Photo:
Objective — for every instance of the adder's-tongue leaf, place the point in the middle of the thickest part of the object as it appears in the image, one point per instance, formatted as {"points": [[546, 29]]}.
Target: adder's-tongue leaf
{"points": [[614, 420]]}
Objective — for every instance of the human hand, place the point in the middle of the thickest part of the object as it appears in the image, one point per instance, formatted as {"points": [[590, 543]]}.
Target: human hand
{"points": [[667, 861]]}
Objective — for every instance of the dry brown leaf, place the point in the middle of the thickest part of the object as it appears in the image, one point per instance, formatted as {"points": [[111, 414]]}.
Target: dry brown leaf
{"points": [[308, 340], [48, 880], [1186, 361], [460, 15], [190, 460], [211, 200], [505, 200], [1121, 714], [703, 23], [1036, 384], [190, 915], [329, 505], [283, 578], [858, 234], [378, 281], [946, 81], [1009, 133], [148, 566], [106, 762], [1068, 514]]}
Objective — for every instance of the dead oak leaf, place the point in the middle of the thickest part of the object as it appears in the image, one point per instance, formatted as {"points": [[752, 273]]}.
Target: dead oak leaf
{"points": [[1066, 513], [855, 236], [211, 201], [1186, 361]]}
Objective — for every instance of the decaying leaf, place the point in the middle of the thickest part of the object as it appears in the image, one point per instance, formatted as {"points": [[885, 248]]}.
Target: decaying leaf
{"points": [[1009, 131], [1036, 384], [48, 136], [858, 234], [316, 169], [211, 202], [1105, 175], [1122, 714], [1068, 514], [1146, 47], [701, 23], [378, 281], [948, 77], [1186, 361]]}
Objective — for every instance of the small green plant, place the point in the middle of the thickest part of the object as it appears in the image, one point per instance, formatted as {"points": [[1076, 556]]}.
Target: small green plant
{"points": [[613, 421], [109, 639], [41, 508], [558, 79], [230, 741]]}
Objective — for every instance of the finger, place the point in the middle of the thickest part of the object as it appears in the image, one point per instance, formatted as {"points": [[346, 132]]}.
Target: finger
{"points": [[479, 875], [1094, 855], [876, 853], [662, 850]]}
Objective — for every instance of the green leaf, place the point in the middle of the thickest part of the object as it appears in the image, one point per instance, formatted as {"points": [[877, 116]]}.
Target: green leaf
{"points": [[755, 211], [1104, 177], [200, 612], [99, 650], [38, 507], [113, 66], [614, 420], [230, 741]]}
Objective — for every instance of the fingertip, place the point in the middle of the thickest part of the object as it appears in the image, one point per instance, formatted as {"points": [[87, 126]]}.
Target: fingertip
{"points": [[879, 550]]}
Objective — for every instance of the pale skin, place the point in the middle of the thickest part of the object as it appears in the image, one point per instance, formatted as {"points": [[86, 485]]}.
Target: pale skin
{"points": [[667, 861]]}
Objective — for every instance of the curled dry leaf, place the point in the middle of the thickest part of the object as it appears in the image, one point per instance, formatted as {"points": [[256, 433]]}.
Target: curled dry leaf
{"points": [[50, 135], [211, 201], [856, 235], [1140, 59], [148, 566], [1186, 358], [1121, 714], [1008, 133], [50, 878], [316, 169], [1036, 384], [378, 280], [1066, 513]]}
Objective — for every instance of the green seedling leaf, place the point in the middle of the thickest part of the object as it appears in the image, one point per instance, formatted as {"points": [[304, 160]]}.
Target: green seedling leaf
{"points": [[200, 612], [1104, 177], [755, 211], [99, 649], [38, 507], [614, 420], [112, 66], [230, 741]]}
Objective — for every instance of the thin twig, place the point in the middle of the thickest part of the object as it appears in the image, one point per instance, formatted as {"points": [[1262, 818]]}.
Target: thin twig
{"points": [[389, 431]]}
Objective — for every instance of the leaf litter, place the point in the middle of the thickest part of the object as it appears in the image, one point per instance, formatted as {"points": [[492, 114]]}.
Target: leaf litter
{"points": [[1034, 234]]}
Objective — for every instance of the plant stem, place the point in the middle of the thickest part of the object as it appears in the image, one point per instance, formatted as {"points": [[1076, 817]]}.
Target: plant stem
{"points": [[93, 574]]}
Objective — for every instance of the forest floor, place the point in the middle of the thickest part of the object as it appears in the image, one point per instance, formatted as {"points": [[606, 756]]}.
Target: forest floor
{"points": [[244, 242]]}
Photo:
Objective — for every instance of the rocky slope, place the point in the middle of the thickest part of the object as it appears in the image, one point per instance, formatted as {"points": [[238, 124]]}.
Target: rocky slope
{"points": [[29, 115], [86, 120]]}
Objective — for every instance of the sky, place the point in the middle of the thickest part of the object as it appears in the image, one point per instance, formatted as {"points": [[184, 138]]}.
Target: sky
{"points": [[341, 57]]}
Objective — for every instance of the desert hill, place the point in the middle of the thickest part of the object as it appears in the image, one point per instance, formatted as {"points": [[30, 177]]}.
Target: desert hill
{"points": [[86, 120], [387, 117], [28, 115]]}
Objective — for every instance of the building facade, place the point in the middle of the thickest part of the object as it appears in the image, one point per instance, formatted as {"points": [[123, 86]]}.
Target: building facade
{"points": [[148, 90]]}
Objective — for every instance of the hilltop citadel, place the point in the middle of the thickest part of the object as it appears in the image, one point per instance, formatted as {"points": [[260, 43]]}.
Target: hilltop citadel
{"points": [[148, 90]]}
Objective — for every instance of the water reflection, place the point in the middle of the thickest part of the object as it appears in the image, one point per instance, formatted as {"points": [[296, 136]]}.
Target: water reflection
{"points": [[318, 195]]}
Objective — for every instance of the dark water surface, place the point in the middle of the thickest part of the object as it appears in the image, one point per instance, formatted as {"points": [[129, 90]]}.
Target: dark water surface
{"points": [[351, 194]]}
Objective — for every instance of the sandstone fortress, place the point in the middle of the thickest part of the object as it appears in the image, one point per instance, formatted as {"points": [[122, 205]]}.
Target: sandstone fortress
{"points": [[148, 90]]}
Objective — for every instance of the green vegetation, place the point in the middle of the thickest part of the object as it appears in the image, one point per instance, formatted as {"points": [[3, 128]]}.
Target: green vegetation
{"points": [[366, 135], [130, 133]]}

--------------------------------

## What is being asked
Word for word, quote the lines of the material from the first line through the line with "Objective — for every instance of the adder's-tongue", both ends included.

## Exercise answer
Photo:
Objective — for every instance of the adder's-tongue leaf, place the point in the middle of the thickest part of the object as it appears in the image, one point per instance, formatted as {"points": [[546, 29]]}.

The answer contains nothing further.